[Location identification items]
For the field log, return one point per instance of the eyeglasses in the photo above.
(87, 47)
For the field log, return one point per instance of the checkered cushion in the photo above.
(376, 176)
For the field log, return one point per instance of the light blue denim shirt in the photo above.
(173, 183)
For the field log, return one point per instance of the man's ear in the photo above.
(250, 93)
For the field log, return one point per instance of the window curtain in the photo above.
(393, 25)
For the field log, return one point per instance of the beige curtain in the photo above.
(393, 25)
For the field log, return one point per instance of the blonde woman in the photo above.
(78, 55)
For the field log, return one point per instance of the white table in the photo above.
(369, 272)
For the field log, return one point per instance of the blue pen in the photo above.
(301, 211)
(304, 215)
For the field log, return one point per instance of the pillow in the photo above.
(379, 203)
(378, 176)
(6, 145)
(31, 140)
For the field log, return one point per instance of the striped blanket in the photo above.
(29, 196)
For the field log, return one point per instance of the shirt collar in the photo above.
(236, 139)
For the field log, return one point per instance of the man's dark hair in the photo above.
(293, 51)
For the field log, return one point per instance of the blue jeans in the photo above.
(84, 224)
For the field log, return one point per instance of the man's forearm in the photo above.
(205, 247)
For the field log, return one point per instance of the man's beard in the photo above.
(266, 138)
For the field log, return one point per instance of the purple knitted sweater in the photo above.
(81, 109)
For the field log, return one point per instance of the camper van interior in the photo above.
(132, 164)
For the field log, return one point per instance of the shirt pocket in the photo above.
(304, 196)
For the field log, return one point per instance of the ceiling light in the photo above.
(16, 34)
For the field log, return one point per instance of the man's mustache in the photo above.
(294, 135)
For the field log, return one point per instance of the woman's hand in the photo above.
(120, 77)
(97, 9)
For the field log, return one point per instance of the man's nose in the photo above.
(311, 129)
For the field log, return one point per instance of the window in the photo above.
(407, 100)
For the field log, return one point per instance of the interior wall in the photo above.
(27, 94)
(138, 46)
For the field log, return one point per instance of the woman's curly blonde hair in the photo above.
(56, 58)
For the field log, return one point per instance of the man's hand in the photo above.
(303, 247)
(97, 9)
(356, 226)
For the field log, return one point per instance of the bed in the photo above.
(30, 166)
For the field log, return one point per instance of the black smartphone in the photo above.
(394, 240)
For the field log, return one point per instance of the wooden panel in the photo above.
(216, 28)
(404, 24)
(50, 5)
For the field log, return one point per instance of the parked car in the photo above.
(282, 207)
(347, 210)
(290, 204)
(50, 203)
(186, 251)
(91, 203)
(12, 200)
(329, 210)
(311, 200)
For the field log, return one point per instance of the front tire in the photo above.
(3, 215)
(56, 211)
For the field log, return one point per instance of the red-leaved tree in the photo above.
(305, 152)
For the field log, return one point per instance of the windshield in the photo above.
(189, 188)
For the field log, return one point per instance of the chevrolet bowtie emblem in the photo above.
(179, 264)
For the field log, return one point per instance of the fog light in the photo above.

◆ **EXERCISE**
Recast all of the lines above as a Markdown table with the columns "Row" and "Line," numbering each row and leaving out any blank lines.

◆ **SOLUTION FOR THIS PROBLEM**
| Row | Line |
|---|---|
| 1 | For the field log, return one point per instance of the eyeglasses in the photo above. |
| 2 | (87, 47) |
| 3 | For the field log, return one point per instance of the checkered cushion in the photo above. |
| 4 | (376, 176) |
| 5 | For the field log, return one point per instance of the light blue denim shirt in the photo above. |
| 6 | (173, 183) |
| 7 | For the field log, return one point per instance of the man's ear in the photo above. |
| 8 | (250, 93) |
| 9 | For the field log, return one point per instance of the window curtain in the photo above. |
| 10 | (393, 25) |
| 11 | For the field log, return one point per instance of the beige curtain in the photo above. |
| 12 | (393, 25) |
| 13 | For the field log, return one point per instance of the blonde woman in the photo above. |
| 14 | (78, 55) |
| 15 | For the field log, return one point per instance of the white table in the photo above. |
| 16 | (369, 272) |
| 17 | For the field log, return one point per instance of the blue pen in the photo above. |
| 18 | (301, 211) |
| 19 | (304, 215) |
| 20 | For the field log, return one point per instance of the pillow in the photo above. |
| 21 | (379, 203) |
| 22 | (378, 176) |
| 23 | (6, 145) |
| 24 | (31, 140) |
| 25 | For the field log, return one point per instance of the striped blanket in the photo above. |
| 26 | (29, 196) |
| 27 | For the field log, return one point per instance of the shirt collar in the photo above. |
| 28 | (236, 139) |
| 29 | For the field log, return one point per instance of the man's dark hair in the photo above. |
| 30 | (293, 51) |
| 31 | For the field log, return one point per instance of the blue jeans in the photo above. |
| 32 | (84, 224) |
| 33 | For the field log, return one point per instance of the man's forearm in the photo above. |
| 34 | (205, 247) |
| 35 | For the field log, return one point per instance of the man's beard in the photo above. |
| 36 | (266, 138) |
| 37 | For the field log, return one point per instance of the purple knitted sweater in the photo above. |
| 38 | (81, 109) |
| 39 | For the field log, return one point per instance of the camper van interior in the photo above. |
| 40 | (132, 164) |
| 41 | For the field log, return one point per instance of the shirt pocket in the photo above. |
| 42 | (304, 196) |
| 43 | For the field log, return one point per instance of the ceiling light in the photo above. |
| 44 | (16, 34) |
| 45 | For the field log, return one point per instance of the man's mustache in the photo above. |
| 46 | (294, 135) |
| 47 | For the field log, return one point per instance of the woman's hand in the photo above. |
| 48 | (120, 77) |
| 49 | (97, 9) |
| 50 | For the field log, return one point per instance of the man's nose in the photo above. |
| 51 | (311, 129) |
| 52 | For the field log, return one point per instance of the window in the photo above. |
| 53 | (407, 100) |
| 54 | For the field log, return one point per instance of the interior wall in the photo above. |
| 55 | (27, 94) |
| 56 | (138, 46) |
| 57 | For the field log, return one point per instance of the woman's curly blonde hair in the photo above. |
| 58 | (56, 58) |
| 59 | For the field log, return one point per instance of the man's hand in the photo above. |
| 60 | (303, 247) |
| 61 | (97, 9) |
| 62 | (356, 226) |
| 63 | For the field log, return one point per instance of the bed in the photo above. |
| 64 | (30, 166) |
| 65 | For the field log, return one point per instance of the black smartphone in the photo above. |
| 66 | (394, 240) |
| 67 | For the field log, return one point per instance of the wooden panel in the photo above. |
| 68 | (216, 28) |
| 69 | (404, 24) |
| 70 | (50, 5) |
| 71 | For the field log, return one point per instance of the parked car in the photo above. |
| 72 | (282, 207) |
| 73 | (347, 210) |
| 74 | (290, 204) |
| 75 | (50, 203) |
| 76 | (186, 251) |
| 77 | (91, 203) |
| 78 | (12, 200) |
| 79 | (329, 210) |
| 80 | (311, 200) |
| 81 | For the field log, return one point per instance of the front tire in the photo above. |
| 82 | (3, 215) |
| 83 | (56, 211) |
| 84 | For the field log, return one point per instance of the red-leaved tree in the photo above. |
| 85 | (305, 152) |
| 86 | For the field log, return one point per instance of the windshield in the photo above. |
| 87 | (189, 188) |
| 88 | For the field log, return one point per instance of the chevrolet bowtie emblem in the photo above. |
| 89 | (179, 264) |
| 90 | For the field log, return one point per instance of the fog light in the photo above. |